▶ Reading passage
Knapp, Cohen and Juedes [6] conducted research on the use of natural language interrogation to determine the potential value to the humanities and social sciences. This research developed because the humanities cross many subjects and many synonyms may be used to cover one concept. They found that even though databases may be interrogated using controlled vocabularies and free-text, there was significant evidence that free-text produced unsuccessful search results because of 'the inability of the searcher to think of all the terms an author may have used'. Knapp, Cohen and Juedes [7] also found that the use of natural language querying did increase the number of relevant citations and this included databases with controlled vocabularies. Additionally, they add that as more full-text databases have become available and there is increased growth in the internet, natural language searching has become 'increasingly vital to ensure retrieval of relevant information'. This being so, to develop a contemporary natural language thesaurus that covers all academic disciplines would be time and resource expensive. Naturally, it would be difficult to develop the thesaurus to cover all resources. However, with the increasing use of digital tools, by concentrating only on electronic formats and constructing the thesaurus one discipline at a time, such as the humanities and social sciences initiative of Knapp, Cohen and Juedes, [8] it may be possible to develop an online contemporary natural language thesaurus.

▶ Requirement A
List the surnames of the researchers named in the passage on natural language searching.

▶ Entries
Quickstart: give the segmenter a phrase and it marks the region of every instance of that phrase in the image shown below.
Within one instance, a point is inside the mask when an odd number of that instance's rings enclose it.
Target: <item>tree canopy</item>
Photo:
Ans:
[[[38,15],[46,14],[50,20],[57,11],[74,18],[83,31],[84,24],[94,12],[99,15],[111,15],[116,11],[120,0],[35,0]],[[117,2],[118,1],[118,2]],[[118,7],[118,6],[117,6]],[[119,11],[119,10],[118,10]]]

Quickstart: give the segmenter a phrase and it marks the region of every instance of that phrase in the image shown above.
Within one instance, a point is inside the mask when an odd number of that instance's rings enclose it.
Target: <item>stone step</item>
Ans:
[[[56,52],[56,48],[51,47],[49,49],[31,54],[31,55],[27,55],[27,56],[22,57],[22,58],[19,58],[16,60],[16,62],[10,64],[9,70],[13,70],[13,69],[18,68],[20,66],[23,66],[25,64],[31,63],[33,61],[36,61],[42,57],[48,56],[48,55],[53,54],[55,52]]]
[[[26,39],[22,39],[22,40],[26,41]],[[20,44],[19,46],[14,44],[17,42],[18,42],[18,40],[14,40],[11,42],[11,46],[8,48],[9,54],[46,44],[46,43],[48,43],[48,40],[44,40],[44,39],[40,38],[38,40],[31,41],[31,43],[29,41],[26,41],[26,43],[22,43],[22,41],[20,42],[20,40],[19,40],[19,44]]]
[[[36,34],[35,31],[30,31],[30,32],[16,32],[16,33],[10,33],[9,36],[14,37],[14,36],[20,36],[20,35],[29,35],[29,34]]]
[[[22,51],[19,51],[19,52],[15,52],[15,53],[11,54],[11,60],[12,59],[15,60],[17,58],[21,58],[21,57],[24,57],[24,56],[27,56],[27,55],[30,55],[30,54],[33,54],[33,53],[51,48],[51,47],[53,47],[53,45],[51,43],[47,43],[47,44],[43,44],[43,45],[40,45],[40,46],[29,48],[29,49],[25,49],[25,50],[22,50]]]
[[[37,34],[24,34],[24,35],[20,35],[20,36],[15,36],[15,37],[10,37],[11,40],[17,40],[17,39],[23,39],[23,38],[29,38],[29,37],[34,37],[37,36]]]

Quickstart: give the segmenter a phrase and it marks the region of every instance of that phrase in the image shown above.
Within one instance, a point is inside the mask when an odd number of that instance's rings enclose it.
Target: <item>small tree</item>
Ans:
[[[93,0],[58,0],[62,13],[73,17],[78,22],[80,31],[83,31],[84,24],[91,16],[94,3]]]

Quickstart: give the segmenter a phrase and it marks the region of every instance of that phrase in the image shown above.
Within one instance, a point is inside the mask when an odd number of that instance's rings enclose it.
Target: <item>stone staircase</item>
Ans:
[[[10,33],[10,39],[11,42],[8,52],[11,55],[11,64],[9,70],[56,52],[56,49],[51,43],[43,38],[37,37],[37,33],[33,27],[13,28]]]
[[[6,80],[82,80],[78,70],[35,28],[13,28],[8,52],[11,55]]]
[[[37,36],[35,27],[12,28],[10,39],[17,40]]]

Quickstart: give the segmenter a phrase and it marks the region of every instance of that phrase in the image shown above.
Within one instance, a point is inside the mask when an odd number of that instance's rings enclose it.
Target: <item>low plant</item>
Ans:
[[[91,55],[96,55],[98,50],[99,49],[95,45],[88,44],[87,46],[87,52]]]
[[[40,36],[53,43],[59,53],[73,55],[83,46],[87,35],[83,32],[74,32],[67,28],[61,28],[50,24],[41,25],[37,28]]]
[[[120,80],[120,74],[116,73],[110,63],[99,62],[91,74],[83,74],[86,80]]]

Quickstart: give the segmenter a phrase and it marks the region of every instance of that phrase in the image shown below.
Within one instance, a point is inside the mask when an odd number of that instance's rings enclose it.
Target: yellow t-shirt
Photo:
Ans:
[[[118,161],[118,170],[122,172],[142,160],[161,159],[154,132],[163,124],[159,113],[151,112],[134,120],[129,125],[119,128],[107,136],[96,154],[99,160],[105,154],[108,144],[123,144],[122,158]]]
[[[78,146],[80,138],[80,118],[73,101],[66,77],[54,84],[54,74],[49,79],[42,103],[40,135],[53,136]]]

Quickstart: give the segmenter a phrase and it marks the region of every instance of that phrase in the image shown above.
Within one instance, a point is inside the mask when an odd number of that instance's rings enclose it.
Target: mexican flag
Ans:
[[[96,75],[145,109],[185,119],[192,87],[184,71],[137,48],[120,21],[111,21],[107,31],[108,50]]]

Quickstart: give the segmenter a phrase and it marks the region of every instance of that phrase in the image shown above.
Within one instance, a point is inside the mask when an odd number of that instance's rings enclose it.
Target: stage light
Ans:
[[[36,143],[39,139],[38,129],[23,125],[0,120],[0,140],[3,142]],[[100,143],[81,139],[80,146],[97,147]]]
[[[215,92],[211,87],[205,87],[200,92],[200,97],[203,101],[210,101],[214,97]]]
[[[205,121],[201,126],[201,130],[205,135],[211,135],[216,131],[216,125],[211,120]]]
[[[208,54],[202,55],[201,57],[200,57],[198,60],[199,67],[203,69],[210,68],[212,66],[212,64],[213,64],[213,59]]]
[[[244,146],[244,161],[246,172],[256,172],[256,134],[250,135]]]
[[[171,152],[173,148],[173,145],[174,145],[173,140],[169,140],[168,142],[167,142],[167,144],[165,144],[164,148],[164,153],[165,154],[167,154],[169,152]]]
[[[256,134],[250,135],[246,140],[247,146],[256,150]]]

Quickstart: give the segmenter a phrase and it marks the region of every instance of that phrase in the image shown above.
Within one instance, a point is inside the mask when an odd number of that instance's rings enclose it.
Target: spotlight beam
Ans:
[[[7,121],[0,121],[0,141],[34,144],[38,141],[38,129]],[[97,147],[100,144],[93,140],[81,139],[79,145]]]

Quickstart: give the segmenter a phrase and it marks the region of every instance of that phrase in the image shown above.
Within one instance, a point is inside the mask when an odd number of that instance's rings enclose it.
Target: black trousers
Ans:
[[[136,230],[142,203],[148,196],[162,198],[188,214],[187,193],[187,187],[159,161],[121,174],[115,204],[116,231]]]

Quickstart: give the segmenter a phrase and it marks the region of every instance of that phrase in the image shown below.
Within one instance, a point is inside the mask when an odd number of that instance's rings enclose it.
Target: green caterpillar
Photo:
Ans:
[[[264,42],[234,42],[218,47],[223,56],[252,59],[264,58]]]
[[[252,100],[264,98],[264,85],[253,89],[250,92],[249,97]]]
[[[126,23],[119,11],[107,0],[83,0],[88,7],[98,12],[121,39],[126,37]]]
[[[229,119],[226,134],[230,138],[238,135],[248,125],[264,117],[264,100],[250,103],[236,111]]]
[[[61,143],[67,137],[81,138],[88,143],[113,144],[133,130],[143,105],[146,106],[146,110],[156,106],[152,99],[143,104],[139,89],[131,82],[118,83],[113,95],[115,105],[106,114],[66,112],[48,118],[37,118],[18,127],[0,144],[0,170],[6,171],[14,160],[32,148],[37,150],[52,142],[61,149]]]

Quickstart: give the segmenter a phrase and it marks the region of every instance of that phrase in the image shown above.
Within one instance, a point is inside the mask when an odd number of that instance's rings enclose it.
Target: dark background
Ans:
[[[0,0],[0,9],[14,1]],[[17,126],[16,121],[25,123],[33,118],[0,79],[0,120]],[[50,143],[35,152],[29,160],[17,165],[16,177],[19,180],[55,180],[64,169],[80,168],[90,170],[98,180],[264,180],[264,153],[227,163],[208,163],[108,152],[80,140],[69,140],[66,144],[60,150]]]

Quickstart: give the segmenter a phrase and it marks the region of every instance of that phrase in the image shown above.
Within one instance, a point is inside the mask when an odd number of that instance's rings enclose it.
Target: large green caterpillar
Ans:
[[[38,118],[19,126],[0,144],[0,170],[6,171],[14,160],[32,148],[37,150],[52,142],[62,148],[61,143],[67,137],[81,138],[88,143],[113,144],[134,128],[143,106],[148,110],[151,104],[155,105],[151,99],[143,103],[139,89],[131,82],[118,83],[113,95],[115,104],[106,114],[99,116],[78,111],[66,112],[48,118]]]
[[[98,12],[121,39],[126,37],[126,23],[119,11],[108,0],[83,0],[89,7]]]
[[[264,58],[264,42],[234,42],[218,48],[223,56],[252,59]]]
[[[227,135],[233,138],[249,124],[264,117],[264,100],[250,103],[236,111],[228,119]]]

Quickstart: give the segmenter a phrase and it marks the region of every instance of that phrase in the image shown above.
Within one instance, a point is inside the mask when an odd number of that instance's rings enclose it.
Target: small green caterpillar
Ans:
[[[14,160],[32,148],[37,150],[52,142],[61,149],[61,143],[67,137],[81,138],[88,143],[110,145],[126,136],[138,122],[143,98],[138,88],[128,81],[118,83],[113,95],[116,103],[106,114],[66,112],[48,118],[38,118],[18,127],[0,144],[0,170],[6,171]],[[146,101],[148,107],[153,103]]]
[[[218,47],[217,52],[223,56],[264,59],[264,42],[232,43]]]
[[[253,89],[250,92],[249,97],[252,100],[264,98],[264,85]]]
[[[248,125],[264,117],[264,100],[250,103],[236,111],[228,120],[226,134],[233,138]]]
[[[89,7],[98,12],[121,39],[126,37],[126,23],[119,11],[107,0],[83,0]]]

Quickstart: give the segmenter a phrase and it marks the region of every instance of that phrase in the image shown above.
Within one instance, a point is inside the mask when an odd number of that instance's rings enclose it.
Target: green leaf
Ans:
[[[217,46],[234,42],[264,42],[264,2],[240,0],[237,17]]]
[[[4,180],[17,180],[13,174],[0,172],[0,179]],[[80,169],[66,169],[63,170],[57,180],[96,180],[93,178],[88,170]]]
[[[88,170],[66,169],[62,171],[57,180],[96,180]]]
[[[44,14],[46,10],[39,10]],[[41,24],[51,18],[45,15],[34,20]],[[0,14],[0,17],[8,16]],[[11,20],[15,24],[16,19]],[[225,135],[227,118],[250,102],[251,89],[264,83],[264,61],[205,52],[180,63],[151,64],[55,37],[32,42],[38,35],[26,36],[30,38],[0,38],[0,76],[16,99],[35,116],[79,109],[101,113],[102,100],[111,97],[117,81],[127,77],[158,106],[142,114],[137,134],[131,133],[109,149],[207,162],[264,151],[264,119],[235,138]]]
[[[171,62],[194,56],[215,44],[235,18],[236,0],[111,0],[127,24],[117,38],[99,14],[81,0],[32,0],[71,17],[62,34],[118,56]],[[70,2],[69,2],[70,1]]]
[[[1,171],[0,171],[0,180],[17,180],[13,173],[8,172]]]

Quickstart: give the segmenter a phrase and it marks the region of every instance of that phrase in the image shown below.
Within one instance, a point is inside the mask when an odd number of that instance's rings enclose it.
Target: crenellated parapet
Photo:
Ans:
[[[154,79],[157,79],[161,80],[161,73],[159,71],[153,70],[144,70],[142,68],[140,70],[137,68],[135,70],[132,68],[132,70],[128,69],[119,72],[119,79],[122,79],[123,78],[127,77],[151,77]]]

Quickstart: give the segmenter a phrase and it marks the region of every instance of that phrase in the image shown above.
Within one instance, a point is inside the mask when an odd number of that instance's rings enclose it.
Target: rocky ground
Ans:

▶ Requirement B
Tally the lines in the records that contain the string "item", and give only the resulting number.

▶ Complete answer A
Knapp, Cohen, Juedes

▶ Complete answer B
5